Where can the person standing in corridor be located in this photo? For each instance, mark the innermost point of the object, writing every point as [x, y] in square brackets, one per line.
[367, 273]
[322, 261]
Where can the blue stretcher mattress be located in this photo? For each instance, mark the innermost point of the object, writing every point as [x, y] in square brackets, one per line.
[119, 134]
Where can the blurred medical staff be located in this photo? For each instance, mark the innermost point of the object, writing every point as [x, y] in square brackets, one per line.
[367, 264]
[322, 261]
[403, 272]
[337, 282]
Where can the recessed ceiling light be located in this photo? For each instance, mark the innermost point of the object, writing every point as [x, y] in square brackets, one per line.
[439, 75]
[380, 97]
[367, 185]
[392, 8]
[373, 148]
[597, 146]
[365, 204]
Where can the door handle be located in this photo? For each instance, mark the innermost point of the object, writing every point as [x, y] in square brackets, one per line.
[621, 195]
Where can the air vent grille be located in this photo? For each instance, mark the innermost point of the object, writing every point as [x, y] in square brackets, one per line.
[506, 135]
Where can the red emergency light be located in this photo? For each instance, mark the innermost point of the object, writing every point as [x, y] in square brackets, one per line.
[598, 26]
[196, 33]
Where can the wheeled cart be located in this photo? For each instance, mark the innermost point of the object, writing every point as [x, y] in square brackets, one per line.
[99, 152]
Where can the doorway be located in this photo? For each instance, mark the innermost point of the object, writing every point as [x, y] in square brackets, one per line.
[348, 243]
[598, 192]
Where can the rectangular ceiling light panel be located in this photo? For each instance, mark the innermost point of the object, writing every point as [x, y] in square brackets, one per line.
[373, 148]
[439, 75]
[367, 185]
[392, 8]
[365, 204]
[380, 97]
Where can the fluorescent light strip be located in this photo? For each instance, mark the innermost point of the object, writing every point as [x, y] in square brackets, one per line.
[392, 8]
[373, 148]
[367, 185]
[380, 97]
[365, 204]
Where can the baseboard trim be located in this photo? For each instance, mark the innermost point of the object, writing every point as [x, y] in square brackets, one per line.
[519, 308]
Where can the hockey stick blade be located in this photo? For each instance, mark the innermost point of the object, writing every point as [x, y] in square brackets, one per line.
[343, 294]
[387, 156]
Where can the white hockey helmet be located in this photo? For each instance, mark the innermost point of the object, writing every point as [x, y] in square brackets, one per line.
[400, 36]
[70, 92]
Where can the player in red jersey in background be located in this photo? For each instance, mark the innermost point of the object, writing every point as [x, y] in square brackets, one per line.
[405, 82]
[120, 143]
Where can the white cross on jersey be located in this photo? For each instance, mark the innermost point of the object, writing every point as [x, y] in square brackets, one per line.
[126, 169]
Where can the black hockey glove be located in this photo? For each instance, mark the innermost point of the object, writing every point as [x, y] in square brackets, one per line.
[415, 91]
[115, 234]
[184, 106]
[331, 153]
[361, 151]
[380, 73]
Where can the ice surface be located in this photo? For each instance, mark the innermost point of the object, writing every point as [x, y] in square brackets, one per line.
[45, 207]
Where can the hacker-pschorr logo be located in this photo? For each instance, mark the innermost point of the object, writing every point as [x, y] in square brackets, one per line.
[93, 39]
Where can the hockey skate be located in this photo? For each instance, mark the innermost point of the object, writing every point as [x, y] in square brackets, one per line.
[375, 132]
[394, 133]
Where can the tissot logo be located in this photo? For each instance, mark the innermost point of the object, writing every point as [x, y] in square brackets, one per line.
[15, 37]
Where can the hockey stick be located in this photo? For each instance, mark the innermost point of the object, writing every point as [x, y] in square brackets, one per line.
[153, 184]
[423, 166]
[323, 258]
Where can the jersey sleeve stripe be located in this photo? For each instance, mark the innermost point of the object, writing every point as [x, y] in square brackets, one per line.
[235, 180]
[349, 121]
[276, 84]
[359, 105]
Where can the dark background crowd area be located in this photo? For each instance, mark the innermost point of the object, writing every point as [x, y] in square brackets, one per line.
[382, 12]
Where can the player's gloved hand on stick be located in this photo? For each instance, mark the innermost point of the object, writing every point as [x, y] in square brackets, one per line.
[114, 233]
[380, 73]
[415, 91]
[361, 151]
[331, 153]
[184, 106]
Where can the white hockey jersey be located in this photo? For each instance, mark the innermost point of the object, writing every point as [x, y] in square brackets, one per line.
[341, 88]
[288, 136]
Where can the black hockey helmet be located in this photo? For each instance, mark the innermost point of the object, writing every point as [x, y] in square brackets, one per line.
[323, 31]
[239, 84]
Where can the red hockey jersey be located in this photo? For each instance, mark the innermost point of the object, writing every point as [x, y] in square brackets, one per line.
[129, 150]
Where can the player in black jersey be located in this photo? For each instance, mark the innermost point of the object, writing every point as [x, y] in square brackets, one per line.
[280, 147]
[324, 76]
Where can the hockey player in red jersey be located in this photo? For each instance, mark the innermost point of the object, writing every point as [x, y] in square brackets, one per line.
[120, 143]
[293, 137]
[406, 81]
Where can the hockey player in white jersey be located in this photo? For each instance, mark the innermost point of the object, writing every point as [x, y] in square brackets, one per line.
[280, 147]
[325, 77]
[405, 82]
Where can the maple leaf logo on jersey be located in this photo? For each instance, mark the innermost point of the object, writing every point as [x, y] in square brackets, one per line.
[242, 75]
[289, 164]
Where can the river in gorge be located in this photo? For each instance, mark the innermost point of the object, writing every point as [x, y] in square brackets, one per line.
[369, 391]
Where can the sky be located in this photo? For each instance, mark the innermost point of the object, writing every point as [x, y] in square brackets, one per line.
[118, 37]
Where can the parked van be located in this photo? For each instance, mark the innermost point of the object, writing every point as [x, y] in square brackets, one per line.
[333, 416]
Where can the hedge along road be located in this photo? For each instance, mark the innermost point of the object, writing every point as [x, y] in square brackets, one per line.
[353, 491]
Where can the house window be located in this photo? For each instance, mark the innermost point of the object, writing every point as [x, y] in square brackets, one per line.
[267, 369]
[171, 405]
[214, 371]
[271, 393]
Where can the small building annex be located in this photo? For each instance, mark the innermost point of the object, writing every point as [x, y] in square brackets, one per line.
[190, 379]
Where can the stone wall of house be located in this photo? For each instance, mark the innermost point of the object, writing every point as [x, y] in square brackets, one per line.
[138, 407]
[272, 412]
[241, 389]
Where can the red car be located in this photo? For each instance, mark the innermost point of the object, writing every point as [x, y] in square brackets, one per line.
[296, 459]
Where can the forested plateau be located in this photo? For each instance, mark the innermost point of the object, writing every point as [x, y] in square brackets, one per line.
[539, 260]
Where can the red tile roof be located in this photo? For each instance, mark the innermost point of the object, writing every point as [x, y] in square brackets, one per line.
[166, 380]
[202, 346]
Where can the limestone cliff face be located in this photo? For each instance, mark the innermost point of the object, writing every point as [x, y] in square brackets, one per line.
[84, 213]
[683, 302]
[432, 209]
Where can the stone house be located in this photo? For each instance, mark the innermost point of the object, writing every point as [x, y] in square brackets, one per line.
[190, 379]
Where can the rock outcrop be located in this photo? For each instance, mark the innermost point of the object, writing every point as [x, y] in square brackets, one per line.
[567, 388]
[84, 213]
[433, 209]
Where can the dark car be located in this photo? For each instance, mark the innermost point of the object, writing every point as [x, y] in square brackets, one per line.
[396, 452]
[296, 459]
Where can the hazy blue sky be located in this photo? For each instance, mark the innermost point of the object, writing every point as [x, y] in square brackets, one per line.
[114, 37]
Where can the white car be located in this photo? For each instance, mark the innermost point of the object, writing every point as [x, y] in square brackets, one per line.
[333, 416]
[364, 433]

§ §

**WORK TO BE COMPLETED**
Reproduce the preceding entries exactly and completely.

**THE ANSWER**
Where can the person standing in corridor be located in this photo? For each instance, mark the innermost point of the object, writing every point as [x, y] in square brackets, one per line.
[367, 273]
[322, 261]
Where can the blue stretcher mattress be located in this photo? For each instance, mark the innermost point of the object, writing every point as [x, y] in square brackets, one per line.
[119, 134]
Where can the blurred medical staff be located in this photo? For each instance, mark the innermost point of the object, writing every point as [x, y] in square brackets, one per line.
[367, 264]
[322, 261]
[403, 272]
[337, 282]
Where can the recessed ceiling light be located in this photo? For each instance, mark the innermost point of the object, writing every point as [x, y] in square brackets, one per line.
[439, 75]
[380, 97]
[367, 185]
[392, 8]
[373, 148]
[597, 146]
[365, 204]
Where can the door handle be located in this photo? For each instance, mark the innermost point of the object, writing every point as [x, y] in square brackets, one per line.
[621, 195]
Where can the air vent grille be located in this photo? For each instance, mark the innermost point of the object, writing every point as [x, y] in square brackets, one per line.
[506, 135]
Where can the red emergency light be located in this photo? For each instance, mark the innermost point of the object, writing every point as [x, y] in square brackets, one per line.
[598, 26]
[196, 33]
Where can the wheeled cart be located in this photo? For each instance, mark the innermost point of the object, writing every point as [x, y] in square brackets, one per line.
[99, 152]
Where can the doorway be located in this photo? For each instance, mark the innermost point of the object, writing every point as [x, y] in square brackets, one per line.
[348, 243]
[598, 192]
Where can the rectangular ceiling light panel be located in this photo? For each instance, mark the innermost point of the object, writing every point as [x, y] in square brackets, one per line.
[373, 148]
[439, 75]
[367, 185]
[392, 8]
[365, 204]
[380, 97]
Where can the fluorescent light strip be located in this photo? For each instance, mark the innermost point of the object, writing every point as [x, y] in square brackets, one per line.
[392, 8]
[373, 148]
[367, 185]
[380, 97]
[365, 204]
Where can the baseboard trim be located in this photo? For each instance, mark the innermost point of the object, writing every point as [x, y] in square brackets, one per line.
[519, 308]
Where can the hockey stick blade be located in this photo? For each instance, mark the innermost point of the object, writing every point as [x, y] in square brackets, one per line.
[343, 294]
[387, 156]
Where can the white hockey helmet be located in this photo? For each instance, mark the innermost point of the object, writing every point as [x, y] in square brackets, one per line.
[400, 36]
[70, 92]
Where can the player in red jersey in background be located in this photo? For each instance, mark the innermost point of the object, writing every point as [x, y] in square brackets, one per line.
[405, 82]
[120, 143]
Where can the white cross on jersey be located in this photo? For each instance, mark the innermost point of the object, writing every point as [x, y] in square brackets, one per line.
[126, 169]
Where can the black hockey glove be located in this photo? For each instance, mark the innermost point of the object, writing every point as [x, y] in square brackets, one per line.
[415, 91]
[115, 234]
[184, 106]
[331, 153]
[361, 151]
[380, 73]
Where can the ice surface be located in this photo? For each instance, mark the innermost point of the object, writing every point as [x, y] in square brackets, one per line.
[45, 207]
Where can the hacker-pschorr logo be located in this photo? For each instance, mark the innermost point of the object, writing every point as [x, y] in square brackets, one per line.
[93, 39]
Where can the hockey skate be located in this photo? For each instance, mark the innermost point of the object, writing every point as [x, y] in square brackets, one per line.
[375, 132]
[394, 133]
Where can the tissot logo be located in this photo? For each instance, mark the innermost point of the object, writing every point as [x, y] in square brackets, one per line.
[15, 37]
Where can the hockey stick be located in this photo? For each instance, mark the innermost point of the object, writing every point as [x, y] in square brackets, one per line.
[153, 184]
[423, 166]
[323, 258]
Where can the jersey sleeve stripe be located in this photo? For each instance, mark the innermost point of the object, writing every point as [x, y] in square brackets, one per line.
[235, 180]
[349, 121]
[276, 84]
[359, 105]
Where can the dark background crowd area be located in this photo? For each instance, mark the innermost point of the object, writing every point as [x, y] in square brackets, one per line.
[382, 12]
Where can the player's gloved hand on stick be located in this photo? For each instance, mark the innermost point of the object, writing every point as [x, y] in square brackets, one per line.
[114, 233]
[380, 73]
[415, 91]
[361, 151]
[331, 153]
[184, 106]
Where can the white hockey jersey be located in this photo? For each instance, mark the innermost point of the object, writing every point as [x, y] in square brackets, one per line.
[341, 88]
[288, 136]
Where can the black hockey helmet be located in this photo? For each instance, mark the innermost point of the object, writing every point as [x, y] in square brackets, one per line.
[323, 31]
[239, 84]
Where can the red hockey jersey be located in this photo? For each instance, mark the innermost point of the object, writing every point as [x, y] in square brackets, one per line.
[129, 150]
Where can the player in black jersey be located in this photo? For each instance, mark the innermost point of the object, writing every point as [x, y] in square brackets, one per line.
[280, 147]
[324, 76]
Where can the hockey player in red jersey be located in this photo? For each instance, mark the innermost point of the object, writing every point as [x, y] in square brackets, one per line.
[120, 143]
[293, 137]
[406, 81]
Where can the hockey player in white jersey be located in this photo? For each instance, mark the innermost point of the object, writing every point as [x, y] in square brackets, one per line.
[280, 147]
[325, 77]
[405, 82]
Where can the maple leaf logo on jersey be located in this photo? For each instance, mark the innermost point of the object, writing every point as [x, y] in square brackets, one per line.
[242, 75]
[289, 164]
Where can the river in gorge be located in this photo? For each instance, mark the innermost point of the object, writing every point as [x, y] in square brackets, one per line.
[369, 391]
Where can the sky be located in this photo? For each instance, mark the innermost point of the object, writing every point as [x, y] in square brackets, one per line.
[118, 37]
Where can the parked van be located in this photo? For each instance, mark the innermost point of the object, writing every point as [x, y] in square brackets, one per line.
[333, 416]
Where can the hedge along road be located in this photo? For each instance, mark the innermost point of the object, writing every point as [x, y] in square brackets, one per line.
[353, 491]
Where can the house window be located in this photo? For each instance, mark the innermost point of the object, writing every point as [x, y] in square brackets, one per line.
[267, 369]
[171, 405]
[214, 371]
[271, 393]
Where can the small building annex be located in this photo? For each instance, mark the innermost point of the object, writing every point as [x, y] in square brackets, one per line.
[190, 379]
Where can the stone wall of house be located in this photo? For each instance, mark the innermost point of the object, writing every point as [x, y] in square brackets, one per line.
[138, 407]
[272, 412]
[241, 389]
Where can the red car be located in this photo? For each instance, mark the innermost point of the object, writing every point as [x, y] in square brackets, one per line.
[296, 459]
Where can the forested plateau be located in this photo? For each instance, mark the innermost point of the object, writing every point as [x, y] in square brackets, one per line.
[539, 260]
Where can the red tile roof be located in this photo? For each instance, mark the innermost point of the object, writing every point as [x, y] in square brackets, one per line.
[166, 380]
[202, 346]
Where can the limestone cliff face be located in this photo? For each instance, mark the innermost point of the object, writing every point as [x, y] in square brackets, one per line.
[84, 213]
[683, 302]
[432, 209]
Where can the stone house be located in this photo? For each instance, mark the innermost point of the object, writing every point as [x, y] in square brackets, one per line.
[190, 379]
Where can the rock outcrop be located in this photo? For each instance, mark the innermost point of the object, writing every point as [x, y] in square brackets, one per line.
[567, 388]
[84, 213]
[433, 209]
Where can the dark car be located in this photo? For each instance, mark the innermost point of the object, writing every point as [x, y] in square brackets, one per line.
[396, 452]
[296, 459]
Where can the hazy blue sky be located in this photo? For each instance, mark the innermost point of the object, writing every point as [x, y] in square brackets, one per line.
[114, 37]
Where can the white car be located in this photo? For each instance, mark the innermost point of the object, writing every point as [x, y] in square brackets, one per line.
[333, 416]
[364, 433]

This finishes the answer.